[begin Document passage]
It is possible to redefine perform_async and calculate id, score и perform_in in a worker code:

module ATestWorker
  extend Lowkiq::Worker

  def self.perform_async(jobs)
    jobs.each do |job|
      job.merge! id: job[:payload][:id]
    end
    super
  end

  def self.perform(payloads_by_id)
    #...
  end
end

ATestWorker.perform_async 1000.times.map { |id| { payload: {id: id} } }

Ring app

Lowkiq::Web - a ring app.

/ - a dashboard
/api/v1/stats - queue length, morgue length, lag for each worker and total result

Configuration

Options and their default values are:

Lowkiq.poll_interval = 1 - delay in seconds between queue polling for new jobs. Used only if the queue was empty at previous cycle or error was occured.
Lowkiq.threads_per_node = 5 - threads per node.
Lowkiq.redis = ->() { Redis.new url: ENV.fetch('REDIS_URL') } - redis connection options
Lowkiq.client_pool_size = 5 - redis pool size for queueing jobs
Lowkiq.pool_timeout = 5 - client and server redis pool timeout
Lowkiq.server_middlewares = [] - a middleware list, used for worker wrapping
Lowkiq.on_server_init = ->() {} - a lambda is being executed when server inits
Lowkiq.build_scheduler = ->() { Lowkiq.build_lag_scheduler } is a scheduler
Lowkiq.build_splitter = ->() { Lowkiq.build_default_splitter } is a splitter
Lowkiq.last_words = ->(ex) {} is an exception handler of descendants of StandardError caused the process stop
Lowkiq.dump_payload = Marshal.method :dump
Lowkiq.load_payload = Marshal.method :load

$logger = Logger.new(STDOUT)
[end Document passage]
[begin Given data]
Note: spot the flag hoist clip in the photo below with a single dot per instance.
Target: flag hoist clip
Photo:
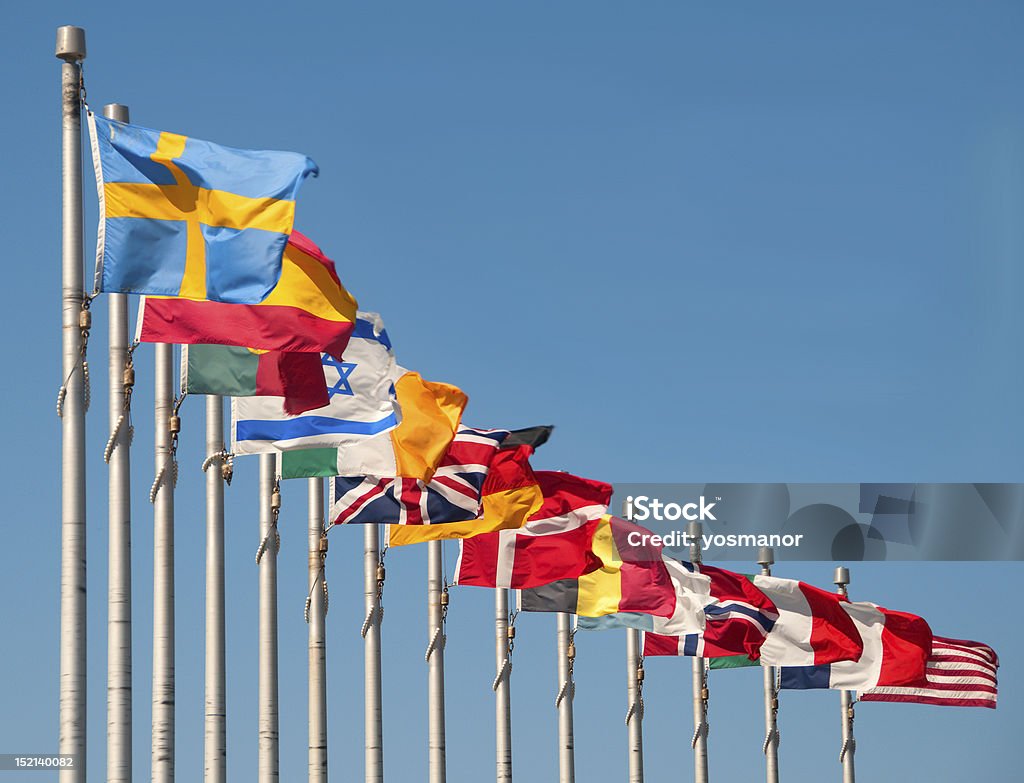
[end Given data]
▶ **Instructions**
1 - In the Lowkiq documentation, what is the default value of Lowkiq.poll_interval, and when is that delay used?
2 - Please pick up the Lowkiq documentation right after its final line of code and keep writing it.

▶ **Response list**
1 - It defaults to 1 second and is used only if the queue was empty in the previous cycle or an error occurred.

2 -
Lowkiq.server_middlewares << -> (worker, batch, &block) do
  $logger.info "Started job for #{worker} #{batch}"
  block.call
  $logger.info "Finished job for #{worker} #{batch}"
end

Lowkiq.server_middlewares << -> (worker, batch, &block) do
  begin
    block.call
  rescue => e
    $logger.error "#{e.message} #{worker} #{batch}"
    raise e
  end
end

Performance

Use hiredis for better performance.

# Gemfile

gem "hiredis"

# config

Lowkiq.redis = ->() { Redis.new url: ENV.fetch('REDIS_URL'), driver: :hiredis }

Execution

lowkiq -r ./path_to_app

path_to_app.rb must load app. Example.

Lazy loading of workers modules is unacceptable. For preliminarily loading modules use require or require_dependency for Ruby on Rails.

Shutdown

Send TERM or INT signal to process (Ctrl-C). Process will wait for executed jobs to finish.

Note that if queue is empty, process sleeps poll_interval seconds, therefore, the process will not stop until the poll_interval seconds have passed.

Debug

To get trace of all threads of app:

kill -TTIN <pid>
cat /tmp/lowkiq_ttin.txt

Development

docker-compose run --rm --service-port app bash
bundle
rspec
cd examples/dummy ; bundle exec ../../exe/lowkiq -r ./lib/app.rb

Exceptions

StandardError thrown by worker are handled with middleware. Such exceptions doesn't lead to process stop.

All other exceptions cause the process to stop. Lowkiq will wait for job execution by other threads.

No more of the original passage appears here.